Atualize o texto sobre as aulas suspensas desde "O necessário distanciamento" até "aumenta no Brasil.", inclusive, e reproduza esse trecho trocando "coronavírus" por "Covid-19".

— Trecho do texto —
^^^^
Aulas suspensas: é hora de agir na educação, mesmo que de maneira remota

O necessário distanciamento social, em função da pandemia de coronavírus, fez com que se cancelassem as atividades escolares presenciais em praticamente todo o mundo. Nas salas de aula, o contato de estudantes e docentes é próximo, por isso a escola deve ser das últimas instituições a voltar a funcionar e das primeiras a suspender atividades no caso de nova onda da doença. A depender da duração do fechamento, a angústia de pais, estudantes e professores sobre a concretização do ano letivo aumenta no Brasil.

A educação vive um momento de incertezas e muito tem se debatido sobre o que fazer neste momento de emergência. Praticamente todos os estados, por meio dos Conselhos Estaduais de Educação, normatizaram a possibilidade de considerar atividades remotas no cumprimento do calendário escolar, mediante condicionantes como comprovação da realização das atividades, formulação, divulgação e acompanhamento de planejamento específico e registros da participação dos estudantes por meio de relatórios.
^^^^
Registros de um conjunto de dados
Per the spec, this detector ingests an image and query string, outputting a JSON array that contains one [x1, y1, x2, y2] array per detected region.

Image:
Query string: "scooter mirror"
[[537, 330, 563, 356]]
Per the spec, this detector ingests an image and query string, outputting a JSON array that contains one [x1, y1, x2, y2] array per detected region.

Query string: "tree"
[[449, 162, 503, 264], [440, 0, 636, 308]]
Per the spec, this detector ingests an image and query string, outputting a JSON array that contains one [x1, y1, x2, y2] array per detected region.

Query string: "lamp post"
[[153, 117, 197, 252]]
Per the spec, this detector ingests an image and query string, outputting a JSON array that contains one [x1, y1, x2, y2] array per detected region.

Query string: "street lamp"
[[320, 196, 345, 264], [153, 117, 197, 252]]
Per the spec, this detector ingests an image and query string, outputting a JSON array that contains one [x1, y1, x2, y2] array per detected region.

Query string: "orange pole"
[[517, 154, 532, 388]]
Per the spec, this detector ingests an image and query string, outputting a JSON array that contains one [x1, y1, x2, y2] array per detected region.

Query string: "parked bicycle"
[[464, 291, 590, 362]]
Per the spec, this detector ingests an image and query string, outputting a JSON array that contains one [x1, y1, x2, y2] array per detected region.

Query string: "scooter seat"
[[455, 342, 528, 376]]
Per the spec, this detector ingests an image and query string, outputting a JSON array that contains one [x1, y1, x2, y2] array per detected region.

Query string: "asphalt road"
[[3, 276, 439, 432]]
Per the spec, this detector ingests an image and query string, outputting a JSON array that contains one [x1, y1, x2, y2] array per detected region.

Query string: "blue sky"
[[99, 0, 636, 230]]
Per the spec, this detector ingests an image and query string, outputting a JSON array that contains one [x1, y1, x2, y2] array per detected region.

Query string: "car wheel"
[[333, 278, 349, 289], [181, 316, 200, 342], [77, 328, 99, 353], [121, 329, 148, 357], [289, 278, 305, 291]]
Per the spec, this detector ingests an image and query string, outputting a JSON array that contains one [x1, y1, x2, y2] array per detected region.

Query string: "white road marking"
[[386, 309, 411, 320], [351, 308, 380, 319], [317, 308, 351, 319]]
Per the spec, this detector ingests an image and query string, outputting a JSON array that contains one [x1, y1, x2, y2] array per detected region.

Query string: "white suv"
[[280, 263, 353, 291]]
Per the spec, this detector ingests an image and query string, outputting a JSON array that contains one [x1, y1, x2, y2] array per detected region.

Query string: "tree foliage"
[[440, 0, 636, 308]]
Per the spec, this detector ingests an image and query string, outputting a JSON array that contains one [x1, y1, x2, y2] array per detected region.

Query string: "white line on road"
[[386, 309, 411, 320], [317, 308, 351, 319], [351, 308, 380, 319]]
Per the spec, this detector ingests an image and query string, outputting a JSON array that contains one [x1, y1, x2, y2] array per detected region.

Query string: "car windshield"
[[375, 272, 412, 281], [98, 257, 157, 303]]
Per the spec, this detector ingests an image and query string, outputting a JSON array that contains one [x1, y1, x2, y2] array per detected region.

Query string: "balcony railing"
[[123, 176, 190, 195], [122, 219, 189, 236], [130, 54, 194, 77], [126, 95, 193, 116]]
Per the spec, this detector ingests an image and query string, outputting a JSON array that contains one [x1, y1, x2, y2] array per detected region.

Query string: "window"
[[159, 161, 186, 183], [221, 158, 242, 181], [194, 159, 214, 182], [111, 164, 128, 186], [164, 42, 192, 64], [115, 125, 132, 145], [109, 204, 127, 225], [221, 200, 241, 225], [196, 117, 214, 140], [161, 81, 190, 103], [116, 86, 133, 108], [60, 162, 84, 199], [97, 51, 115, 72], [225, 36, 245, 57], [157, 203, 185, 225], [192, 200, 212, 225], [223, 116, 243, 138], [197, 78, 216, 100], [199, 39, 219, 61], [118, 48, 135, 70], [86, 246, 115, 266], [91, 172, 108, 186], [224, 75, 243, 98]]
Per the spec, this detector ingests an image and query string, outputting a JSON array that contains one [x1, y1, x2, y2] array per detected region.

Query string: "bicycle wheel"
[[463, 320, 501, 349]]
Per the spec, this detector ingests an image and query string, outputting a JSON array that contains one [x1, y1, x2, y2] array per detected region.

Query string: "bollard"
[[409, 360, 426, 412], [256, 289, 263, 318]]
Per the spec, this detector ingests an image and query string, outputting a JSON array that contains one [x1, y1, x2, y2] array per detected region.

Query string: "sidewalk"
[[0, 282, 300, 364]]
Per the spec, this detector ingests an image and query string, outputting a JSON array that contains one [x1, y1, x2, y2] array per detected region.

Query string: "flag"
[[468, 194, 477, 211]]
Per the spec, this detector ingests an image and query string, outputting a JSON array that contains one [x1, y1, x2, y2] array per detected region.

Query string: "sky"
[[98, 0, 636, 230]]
^^^^
— Resolução —
O necessário distanciamento social, em função da pandemia de Covid-19, fez com que se cancelassem as atividades escolares presenciais em praticamente todo o mundo. Nas salas de aula, o contato de estudantes e docentes é próximo, por isso a escola deve ser das últimas instituições a voltar a funcionar e das primeiras a suspender atividades no caso de nova onda da doença. A depender da duração do fechamento, a angústia de pais, estudantes e professores sobre a concretização do ano letivo aumenta no Brasil.